* **Work required**: Every line from the beginning of the records below up to the one holding "find trailer window" should be quoted exactly; leave out the rest.

(Records from a data collection)
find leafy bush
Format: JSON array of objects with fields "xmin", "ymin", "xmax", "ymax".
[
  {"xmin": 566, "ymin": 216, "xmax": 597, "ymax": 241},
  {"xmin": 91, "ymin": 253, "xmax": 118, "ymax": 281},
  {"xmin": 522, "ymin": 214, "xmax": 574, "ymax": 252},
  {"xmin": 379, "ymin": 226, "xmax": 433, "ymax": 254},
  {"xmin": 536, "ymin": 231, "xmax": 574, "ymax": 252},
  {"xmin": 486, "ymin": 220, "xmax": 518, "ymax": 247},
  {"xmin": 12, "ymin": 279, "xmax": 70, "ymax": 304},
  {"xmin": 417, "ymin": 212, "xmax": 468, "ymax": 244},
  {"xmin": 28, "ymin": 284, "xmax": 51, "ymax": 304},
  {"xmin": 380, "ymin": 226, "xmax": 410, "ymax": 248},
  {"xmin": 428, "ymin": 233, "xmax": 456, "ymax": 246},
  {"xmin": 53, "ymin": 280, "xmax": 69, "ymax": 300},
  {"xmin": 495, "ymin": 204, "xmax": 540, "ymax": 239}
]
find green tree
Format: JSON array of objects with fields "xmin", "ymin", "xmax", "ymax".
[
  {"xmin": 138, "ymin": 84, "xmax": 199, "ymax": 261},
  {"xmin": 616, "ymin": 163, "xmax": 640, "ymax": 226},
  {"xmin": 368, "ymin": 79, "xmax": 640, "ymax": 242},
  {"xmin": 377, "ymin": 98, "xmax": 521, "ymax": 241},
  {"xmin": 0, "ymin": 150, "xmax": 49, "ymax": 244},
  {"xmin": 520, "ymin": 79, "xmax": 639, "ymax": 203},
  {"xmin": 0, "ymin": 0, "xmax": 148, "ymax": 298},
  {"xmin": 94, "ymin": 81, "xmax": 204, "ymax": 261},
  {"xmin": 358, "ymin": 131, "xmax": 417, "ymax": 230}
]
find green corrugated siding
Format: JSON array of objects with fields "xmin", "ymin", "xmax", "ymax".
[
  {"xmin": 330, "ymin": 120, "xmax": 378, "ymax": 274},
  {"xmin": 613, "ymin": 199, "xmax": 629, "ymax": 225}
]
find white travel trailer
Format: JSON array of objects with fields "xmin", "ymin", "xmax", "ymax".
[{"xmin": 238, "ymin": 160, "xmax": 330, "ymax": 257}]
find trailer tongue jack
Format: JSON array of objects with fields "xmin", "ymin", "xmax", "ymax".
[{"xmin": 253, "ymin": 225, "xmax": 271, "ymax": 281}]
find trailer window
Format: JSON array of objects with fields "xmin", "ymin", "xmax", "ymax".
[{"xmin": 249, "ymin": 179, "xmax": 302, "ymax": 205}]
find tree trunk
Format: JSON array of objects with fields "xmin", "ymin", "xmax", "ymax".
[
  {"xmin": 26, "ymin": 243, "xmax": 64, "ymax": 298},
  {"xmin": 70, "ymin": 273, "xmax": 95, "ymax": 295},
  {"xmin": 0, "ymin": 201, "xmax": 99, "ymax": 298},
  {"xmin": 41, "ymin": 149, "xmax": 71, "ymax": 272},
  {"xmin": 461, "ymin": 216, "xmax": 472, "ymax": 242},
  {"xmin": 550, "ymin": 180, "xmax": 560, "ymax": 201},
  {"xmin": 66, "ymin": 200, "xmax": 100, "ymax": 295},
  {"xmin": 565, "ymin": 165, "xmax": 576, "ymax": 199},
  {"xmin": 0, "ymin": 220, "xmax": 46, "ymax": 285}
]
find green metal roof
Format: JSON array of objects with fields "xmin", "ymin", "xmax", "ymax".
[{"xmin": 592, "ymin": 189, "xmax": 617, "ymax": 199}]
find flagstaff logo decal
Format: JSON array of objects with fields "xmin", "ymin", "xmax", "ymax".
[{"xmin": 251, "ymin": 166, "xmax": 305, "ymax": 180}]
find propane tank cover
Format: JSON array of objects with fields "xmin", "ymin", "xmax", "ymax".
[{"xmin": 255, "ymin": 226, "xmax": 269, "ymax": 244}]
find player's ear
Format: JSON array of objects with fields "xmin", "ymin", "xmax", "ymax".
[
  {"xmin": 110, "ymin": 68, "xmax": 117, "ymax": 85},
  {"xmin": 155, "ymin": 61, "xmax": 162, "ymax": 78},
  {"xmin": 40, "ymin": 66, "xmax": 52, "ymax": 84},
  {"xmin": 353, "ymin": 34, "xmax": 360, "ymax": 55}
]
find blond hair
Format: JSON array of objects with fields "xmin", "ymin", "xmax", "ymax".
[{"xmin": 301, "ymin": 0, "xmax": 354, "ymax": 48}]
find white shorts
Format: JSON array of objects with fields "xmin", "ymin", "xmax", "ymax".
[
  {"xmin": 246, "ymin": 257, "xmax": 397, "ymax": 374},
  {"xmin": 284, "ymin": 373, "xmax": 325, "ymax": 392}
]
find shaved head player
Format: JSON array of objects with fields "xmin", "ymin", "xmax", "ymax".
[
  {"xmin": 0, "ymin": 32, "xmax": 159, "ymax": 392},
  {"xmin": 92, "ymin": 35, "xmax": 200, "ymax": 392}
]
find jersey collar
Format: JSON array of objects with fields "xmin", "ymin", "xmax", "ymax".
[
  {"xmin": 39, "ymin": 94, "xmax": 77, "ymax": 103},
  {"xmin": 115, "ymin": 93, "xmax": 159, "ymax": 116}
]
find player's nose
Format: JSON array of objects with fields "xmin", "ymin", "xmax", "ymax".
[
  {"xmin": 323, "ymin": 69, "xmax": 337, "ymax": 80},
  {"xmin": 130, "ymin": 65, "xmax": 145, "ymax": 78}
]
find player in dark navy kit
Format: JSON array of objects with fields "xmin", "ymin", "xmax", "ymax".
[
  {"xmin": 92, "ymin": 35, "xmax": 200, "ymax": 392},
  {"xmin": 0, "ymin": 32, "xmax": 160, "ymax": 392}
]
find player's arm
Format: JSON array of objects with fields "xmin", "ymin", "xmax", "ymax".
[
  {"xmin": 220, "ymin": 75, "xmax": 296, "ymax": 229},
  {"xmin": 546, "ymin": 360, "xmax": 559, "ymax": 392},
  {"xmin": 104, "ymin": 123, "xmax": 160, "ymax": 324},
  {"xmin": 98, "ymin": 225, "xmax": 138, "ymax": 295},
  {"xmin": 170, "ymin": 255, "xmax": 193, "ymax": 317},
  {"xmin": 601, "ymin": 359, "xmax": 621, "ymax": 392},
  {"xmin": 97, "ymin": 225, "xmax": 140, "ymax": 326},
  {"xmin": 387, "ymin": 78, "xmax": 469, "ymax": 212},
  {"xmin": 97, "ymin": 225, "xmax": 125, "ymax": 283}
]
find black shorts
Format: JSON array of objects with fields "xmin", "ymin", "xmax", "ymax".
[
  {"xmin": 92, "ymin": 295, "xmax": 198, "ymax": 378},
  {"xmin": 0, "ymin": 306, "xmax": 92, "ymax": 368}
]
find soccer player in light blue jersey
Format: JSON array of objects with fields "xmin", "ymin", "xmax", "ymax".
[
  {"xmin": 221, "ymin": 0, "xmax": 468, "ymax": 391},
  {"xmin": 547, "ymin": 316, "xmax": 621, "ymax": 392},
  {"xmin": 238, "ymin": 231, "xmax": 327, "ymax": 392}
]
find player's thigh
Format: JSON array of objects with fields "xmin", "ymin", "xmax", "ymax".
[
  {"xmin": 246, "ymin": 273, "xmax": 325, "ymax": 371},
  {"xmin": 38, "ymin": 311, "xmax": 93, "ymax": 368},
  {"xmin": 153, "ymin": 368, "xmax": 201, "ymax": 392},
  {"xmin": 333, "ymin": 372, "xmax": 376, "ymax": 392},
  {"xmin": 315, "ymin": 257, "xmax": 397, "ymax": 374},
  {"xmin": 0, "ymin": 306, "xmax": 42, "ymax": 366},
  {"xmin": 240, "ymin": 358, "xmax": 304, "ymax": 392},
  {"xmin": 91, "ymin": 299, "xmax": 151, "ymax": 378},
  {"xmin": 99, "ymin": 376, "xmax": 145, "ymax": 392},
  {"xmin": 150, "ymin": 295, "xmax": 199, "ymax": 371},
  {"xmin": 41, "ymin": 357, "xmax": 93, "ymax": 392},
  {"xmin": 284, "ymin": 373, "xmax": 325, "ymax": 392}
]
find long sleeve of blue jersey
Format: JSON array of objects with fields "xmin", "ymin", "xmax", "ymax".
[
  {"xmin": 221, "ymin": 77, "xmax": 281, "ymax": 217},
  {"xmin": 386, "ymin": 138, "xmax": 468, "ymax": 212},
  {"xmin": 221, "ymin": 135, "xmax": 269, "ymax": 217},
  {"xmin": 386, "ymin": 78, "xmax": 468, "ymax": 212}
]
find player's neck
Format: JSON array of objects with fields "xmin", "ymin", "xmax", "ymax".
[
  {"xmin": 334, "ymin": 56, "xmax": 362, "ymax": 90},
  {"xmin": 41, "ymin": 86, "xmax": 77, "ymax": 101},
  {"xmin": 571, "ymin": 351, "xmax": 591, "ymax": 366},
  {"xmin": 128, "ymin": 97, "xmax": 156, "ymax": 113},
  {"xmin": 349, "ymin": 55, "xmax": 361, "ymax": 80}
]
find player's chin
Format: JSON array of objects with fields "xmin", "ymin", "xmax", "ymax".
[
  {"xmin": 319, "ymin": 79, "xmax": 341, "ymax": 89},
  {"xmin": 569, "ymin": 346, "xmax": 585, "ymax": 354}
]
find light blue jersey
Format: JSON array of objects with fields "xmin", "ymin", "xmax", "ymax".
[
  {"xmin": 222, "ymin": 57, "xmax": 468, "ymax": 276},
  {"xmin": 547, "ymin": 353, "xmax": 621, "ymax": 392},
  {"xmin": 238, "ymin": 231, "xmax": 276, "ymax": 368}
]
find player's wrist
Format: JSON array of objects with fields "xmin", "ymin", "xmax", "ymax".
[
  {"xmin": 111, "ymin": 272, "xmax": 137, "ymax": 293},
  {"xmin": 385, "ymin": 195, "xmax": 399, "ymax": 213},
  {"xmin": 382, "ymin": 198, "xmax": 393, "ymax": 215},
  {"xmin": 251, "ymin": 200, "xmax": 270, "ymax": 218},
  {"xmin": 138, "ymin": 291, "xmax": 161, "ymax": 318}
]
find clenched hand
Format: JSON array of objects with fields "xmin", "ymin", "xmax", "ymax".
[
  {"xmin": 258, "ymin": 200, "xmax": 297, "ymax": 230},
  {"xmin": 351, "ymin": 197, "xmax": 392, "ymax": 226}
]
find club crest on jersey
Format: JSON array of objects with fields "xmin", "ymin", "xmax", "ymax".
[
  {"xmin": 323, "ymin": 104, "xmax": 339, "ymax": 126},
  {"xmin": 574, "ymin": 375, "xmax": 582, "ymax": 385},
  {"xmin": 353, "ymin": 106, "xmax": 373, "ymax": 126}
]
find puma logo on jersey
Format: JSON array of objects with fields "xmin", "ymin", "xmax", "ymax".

* **Finished exercise**:
find leafy bush
Format: JSON array of objects with fields "xmin", "ymin", "xmax", "ymax".
[
  {"xmin": 566, "ymin": 216, "xmax": 597, "ymax": 241},
  {"xmin": 91, "ymin": 253, "xmax": 118, "ymax": 281},
  {"xmin": 522, "ymin": 214, "xmax": 574, "ymax": 252},
  {"xmin": 379, "ymin": 226, "xmax": 433, "ymax": 254},
  {"xmin": 536, "ymin": 231, "xmax": 574, "ymax": 252},
  {"xmin": 486, "ymin": 220, "xmax": 518, "ymax": 247},
  {"xmin": 12, "ymin": 279, "xmax": 70, "ymax": 304},
  {"xmin": 417, "ymin": 212, "xmax": 468, "ymax": 244},
  {"xmin": 28, "ymin": 284, "xmax": 51, "ymax": 304},
  {"xmin": 380, "ymin": 226, "xmax": 410, "ymax": 248},
  {"xmin": 428, "ymin": 233, "xmax": 456, "ymax": 246},
  {"xmin": 53, "ymin": 280, "xmax": 69, "ymax": 300},
  {"xmin": 495, "ymin": 204, "xmax": 540, "ymax": 239}
]
find green tree
Format: JSON array of objects with fields "xmin", "ymin", "xmax", "ymax".
[
  {"xmin": 138, "ymin": 84, "xmax": 199, "ymax": 261},
  {"xmin": 616, "ymin": 163, "xmax": 640, "ymax": 226},
  {"xmin": 368, "ymin": 79, "xmax": 640, "ymax": 242},
  {"xmin": 377, "ymin": 98, "xmax": 521, "ymax": 241},
  {"xmin": 0, "ymin": 150, "xmax": 49, "ymax": 244},
  {"xmin": 520, "ymin": 79, "xmax": 639, "ymax": 203},
  {"xmin": 0, "ymin": 0, "xmax": 148, "ymax": 298},
  {"xmin": 94, "ymin": 81, "xmax": 204, "ymax": 261},
  {"xmin": 358, "ymin": 131, "xmax": 417, "ymax": 230}
]
find green corrugated siding
Format: JSON array of objects with fields "xmin", "ymin", "xmax", "ymax".
[
  {"xmin": 330, "ymin": 120, "xmax": 378, "ymax": 274},
  {"xmin": 613, "ymin": 199, "xmax": 629, "ymax": 225}
]
find white travel trailer
Format: JSON array of objects with fields "xmin", "ymin", "xmax", "ymax".
[{"xmin": 238, "ymin": 160, "xmax": 330, "ymax": 257}]
find trailer tongue jack
Format: JSON array of objects with fields "xmin", "ymin", "xmax", "ymax".
[{"xmin": 253, "ymin": 225, "xmax": 271, "ymax": 281}]
find trailer window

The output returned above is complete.